**PROMPT**.
Take the records underneath and set them down exactly.

[Object point labels]

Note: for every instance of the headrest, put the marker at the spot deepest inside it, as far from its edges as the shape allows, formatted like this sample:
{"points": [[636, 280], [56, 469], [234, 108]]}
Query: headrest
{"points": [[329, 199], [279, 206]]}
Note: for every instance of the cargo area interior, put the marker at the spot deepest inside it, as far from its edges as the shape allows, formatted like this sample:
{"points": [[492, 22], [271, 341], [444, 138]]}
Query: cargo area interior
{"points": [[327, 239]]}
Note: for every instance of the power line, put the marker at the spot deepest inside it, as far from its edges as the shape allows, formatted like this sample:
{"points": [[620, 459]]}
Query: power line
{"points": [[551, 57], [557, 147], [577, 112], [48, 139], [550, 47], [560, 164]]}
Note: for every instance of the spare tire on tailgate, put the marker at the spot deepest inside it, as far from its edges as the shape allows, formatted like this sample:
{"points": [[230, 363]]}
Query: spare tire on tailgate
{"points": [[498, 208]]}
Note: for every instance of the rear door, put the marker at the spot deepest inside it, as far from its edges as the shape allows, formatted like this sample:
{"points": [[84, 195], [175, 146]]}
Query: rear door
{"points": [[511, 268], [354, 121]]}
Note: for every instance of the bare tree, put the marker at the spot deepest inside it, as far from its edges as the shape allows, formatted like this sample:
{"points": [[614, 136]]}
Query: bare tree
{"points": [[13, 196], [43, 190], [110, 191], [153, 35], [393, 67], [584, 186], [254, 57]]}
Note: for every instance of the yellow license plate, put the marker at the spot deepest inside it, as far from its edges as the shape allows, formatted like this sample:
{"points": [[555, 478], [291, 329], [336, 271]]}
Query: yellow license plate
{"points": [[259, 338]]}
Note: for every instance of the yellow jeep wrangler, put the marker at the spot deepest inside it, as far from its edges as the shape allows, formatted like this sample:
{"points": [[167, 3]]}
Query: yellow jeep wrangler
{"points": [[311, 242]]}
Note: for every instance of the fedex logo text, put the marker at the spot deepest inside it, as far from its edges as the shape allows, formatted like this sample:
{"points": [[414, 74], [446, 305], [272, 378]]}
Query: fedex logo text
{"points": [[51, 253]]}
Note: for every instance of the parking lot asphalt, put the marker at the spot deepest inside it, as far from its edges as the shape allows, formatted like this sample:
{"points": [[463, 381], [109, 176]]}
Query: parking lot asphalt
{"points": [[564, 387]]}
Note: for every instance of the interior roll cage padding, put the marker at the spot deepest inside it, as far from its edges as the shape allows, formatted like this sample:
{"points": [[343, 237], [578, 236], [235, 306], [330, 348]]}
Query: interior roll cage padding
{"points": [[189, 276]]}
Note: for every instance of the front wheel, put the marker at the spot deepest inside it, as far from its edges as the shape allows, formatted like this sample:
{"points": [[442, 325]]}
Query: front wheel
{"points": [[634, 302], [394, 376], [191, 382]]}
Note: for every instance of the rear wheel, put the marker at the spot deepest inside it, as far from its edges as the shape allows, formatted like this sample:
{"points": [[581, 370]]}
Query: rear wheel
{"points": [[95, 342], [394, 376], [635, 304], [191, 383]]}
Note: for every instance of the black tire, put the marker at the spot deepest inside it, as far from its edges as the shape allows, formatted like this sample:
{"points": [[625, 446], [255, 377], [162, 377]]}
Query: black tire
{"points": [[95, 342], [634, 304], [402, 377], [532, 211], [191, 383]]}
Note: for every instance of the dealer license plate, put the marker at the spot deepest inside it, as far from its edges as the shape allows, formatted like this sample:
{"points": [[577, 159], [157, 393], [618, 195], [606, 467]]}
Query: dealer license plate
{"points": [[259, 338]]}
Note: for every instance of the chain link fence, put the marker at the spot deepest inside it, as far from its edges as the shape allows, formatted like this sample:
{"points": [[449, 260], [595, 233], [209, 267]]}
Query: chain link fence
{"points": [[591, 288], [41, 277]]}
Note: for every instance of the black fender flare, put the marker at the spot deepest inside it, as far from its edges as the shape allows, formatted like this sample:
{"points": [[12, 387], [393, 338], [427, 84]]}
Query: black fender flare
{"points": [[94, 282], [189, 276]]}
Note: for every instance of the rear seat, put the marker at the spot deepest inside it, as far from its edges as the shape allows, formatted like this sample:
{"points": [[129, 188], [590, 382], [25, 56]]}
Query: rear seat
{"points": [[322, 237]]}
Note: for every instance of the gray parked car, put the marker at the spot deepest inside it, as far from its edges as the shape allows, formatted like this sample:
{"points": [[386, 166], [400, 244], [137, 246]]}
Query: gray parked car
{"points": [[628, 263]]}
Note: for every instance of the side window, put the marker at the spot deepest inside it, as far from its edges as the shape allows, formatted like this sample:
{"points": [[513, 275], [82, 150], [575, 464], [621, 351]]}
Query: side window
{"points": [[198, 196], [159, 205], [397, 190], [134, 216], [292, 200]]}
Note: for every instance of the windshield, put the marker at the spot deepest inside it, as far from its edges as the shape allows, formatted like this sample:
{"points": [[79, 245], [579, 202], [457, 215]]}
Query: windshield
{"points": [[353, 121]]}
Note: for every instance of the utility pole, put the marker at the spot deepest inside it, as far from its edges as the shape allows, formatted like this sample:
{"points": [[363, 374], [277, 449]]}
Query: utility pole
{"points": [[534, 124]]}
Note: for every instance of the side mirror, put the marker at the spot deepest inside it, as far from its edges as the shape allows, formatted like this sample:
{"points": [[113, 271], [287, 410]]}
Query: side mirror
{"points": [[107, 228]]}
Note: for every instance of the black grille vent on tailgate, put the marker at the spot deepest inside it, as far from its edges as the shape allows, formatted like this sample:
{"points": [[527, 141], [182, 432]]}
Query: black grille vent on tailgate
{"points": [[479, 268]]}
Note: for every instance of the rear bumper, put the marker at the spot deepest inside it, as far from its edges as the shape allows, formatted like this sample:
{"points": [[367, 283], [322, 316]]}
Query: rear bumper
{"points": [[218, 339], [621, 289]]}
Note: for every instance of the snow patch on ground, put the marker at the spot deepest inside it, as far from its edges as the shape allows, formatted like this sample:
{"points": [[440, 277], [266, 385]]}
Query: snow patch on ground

**EXERCISE RESPONSE**.
Note: for every instance of the headrest, put the marker at the spot deepest inside it, as far from its edges as the shape allows, formatted like this sample:
{"points": [[636, 280], [56, 469], [234, 108]]}
Query: headrest
{"points": [[329, 199], [279, 206]]}
Note: for every instance of the cargo area interior, put the marker at the spot deepest inside it, as far from its edges as the shape allows, formatted like this sample:
{"points": [[492, 22], [271, 341], [444, 138]]}
Query: cargo area interior
{"points": [[327, 239]]}
Note: for every instance of the power line, put the marker at the spot deepest inside it, as far from its edges as the shape allows, formatted like this sample:
{"points": [[620, 459]]}
Query: power line
{"points": [[551, 57], [557, 147], [577, 112], [48, 139], [550, 47], [560, 164]]}
Note: for every instance of the spare tire on tailgate, put the marker at the spot deepest inside it, as far from its edges as the shape allows, formatted like this sample:
{"points": [[230, 363]]}
Query: spare tire on tailgate
{"points": [[498, 208]]}
Note: for every instance of the rear door, put the marker at the spot deepest inside it, as far from its edges as the shape allows, formatted like this sample:
{"points": [[84, 195], [175, 146]]}
Query: rear door
{"points": [[511, 268], [354, 121]]}
Note: for every instance of the bare tree, put the marker at the spot deepest inside it, as far from its edges as the shape allows, formatted like this sample:
{"points": [[614, 136]]}
Query: bare tree
{"points": [[13, 196], [43, 190], [110, 191], [153, 35], [393, 67], [584, 186], [254, 57]]}
Note: for every instance of the yellow license plate, put the marker at the spot deepest inside it, as far from its edges as the shape allows, formatted like this sample:
{"points": [[555, 478], [291, 329], [336, 271]]}
Query: yellow license plate
{"points": [[259, 338]]}
Note: for every instance of the yellow jeep wrangler, put the marker at the spot deepest inside it, as far from its edges as the shape allows, formatted like this sample:
{"points": [[167, 3]]}
Query: yellow jeep wrangler
{"points": [[311, 242]]}
Note: for every instance of the fedex logo text, put the marker at the spot deepest inside it, as far from its edges as the shape allows, formatted like this sample:
{"points": [[414, 74], [446, 305], [272, 378]]}
Query: fedex logo text
{"points": [[51, 253]]}
Note: for every instance of the parking lot asphalt, put the marker at the spot deepest inside it, as far from its edges as the shape allows, formatted like this sample:
{"points": [[463, 381], [109, 176]]}
Query: parking lot asphalt
{"points": [[564, 387]]}
Note: for every instance of the interior roll cage padding, put the marker at the spot deepest inside it, as far from its edges as the shape allows, formatted like this sample:
{"points": [[343, 237], [578, 236], [235, 306], [330, 348]]}
Query: interior roll cage padding
{"points": [[189, 276]]}
Note: for every instance of the front wheel, put the marker at the spot deepest inside it, as far from its edges as the shape allows, formatted like this sample:
{"points": [[442, 325]]}
Query: front wheel
{"points": [[634, 302], [394, 376], [191, 382]]}
Note: for every instance of the rear wheel, put the marker at the spot deepest inside it, as far from its edges as the shape allows, formatted like this sample:
{"points": [[581, 370]]}
Query: rear wheel
{"points": [[95, 342], [394, 376], [635, 304], [191, 383]]}
Note: for every instance of the black tire, put the marker at the spot deepest inside it, as far from its edges as the shape allows, formatted like this sample:
{"points": [[625, 446], [255, 377], [162, 377]]}
Query: black tire
{"points": [[95, 342], [634, 304], [402, 377], [532, 211], [191, 383]]}
Note: for every instance of the dealer license plate, put the marker at the spot deepest inside it, as far from its edges as the shape allows, formatted like this sample:
{"points": [[577, 159], [157, 393], [618, 195], [606, 467]]}
Query: dealer license plate
{"points": [[259, 338]]}
Note: for every instance of the chain link fence, put the marker at the spot deepest inside it, as far from its edges as the shape allows, formatted like this sample:
{"points": [[449, 260], [595, 233], [209, 267]]}
Query: chain link fence
{"points": [[591, 288], [41, 277]]}
Note: for every instance of the black fender flare, put the marker at the spot deepest inside it, as far from its edges as the shape allows, formatted like this sample:
{"points": [[12, 387], [393, 338], [427, 84]]}
Query: black fender flare
{"points": [[94, 282], [189, 276]]}
Note: for every instance of the rear seat, put the marker at the spot deepest inside it, as far from its edges as the shape allows, formatted like this sample:
{"points": [[129, 188], [590, 382], [25, 56]]}
Query: rear seat
{"points": [[322, 237]]}
Note: for every instance of the gray parked car, put the marker at the spot deepest inside it, as far from its edges as the shape allows, formatted like this sample:
{"points": [[386, 166], [400, 244], [137, 246]]}
Query: gray parked car
{"points": [[628, 263]]}
Note: for every instance of the side window, put the marker at the spot deepest inside it, as far from its edges as the shape allows, formatted like this sample:
{"points": [[513, 275], [82, 150], [575, 464], [621, 351]]}
Query: side window
{"points": [[198, 196], [159, 205], [397, 190], [134, 216], [292, 200]]}
Note: for every instance of the windshield, put the marker at the spot deepest inside it, as far from its edges as the shape allows, formatted like this sample:
{"points": [[79, 245], [579, 202], [457, 215]]}
Query: windshield
{"points": [[353, 121]]}
Note: for every instance of the utility pole, put the marker at the spot deepest inside it, as far from its edges as the shape allows, formatted like this sample:
{"points": [[363, 374], [277, 449]]}
Query: utility pole
{"points": [[534, 124]]}
Note: for every instance of the side mirror, put the marker at the spot deepest inside it, as far from its edges as the shape allows, formatted like this sample:
{"points": [[113, 271], [287, 410]]}
Query: side mirror
{"points": [[107, 228]]}
Note: for every instance of the black grille vent on tailgate, put the marker at the spot deepest inside it, as far from its edges as the shape allows, formatted like this sample:
{"points": [[527, 141], [182, 432]]}
Query: black grille vent on tailgate
{"points": [[479, 268]]}
Note: for every instance of the rear bumper, put the marker at the spot deepest inside it, as far from its edges as the shape allows, formatted like this sample:
{"points": [[367, 283], [322, 316]]}
Query: rear bumper
{"points": [[218, 339], [621, 289]]}
Note: for every instance of the snow patch on ground, put the marker at the spot deepest inside it, as far from its edges as the shape allows, formatted like this sample:
{"points": [[440, 277], [266, 385]]}
Query: snow patch on ground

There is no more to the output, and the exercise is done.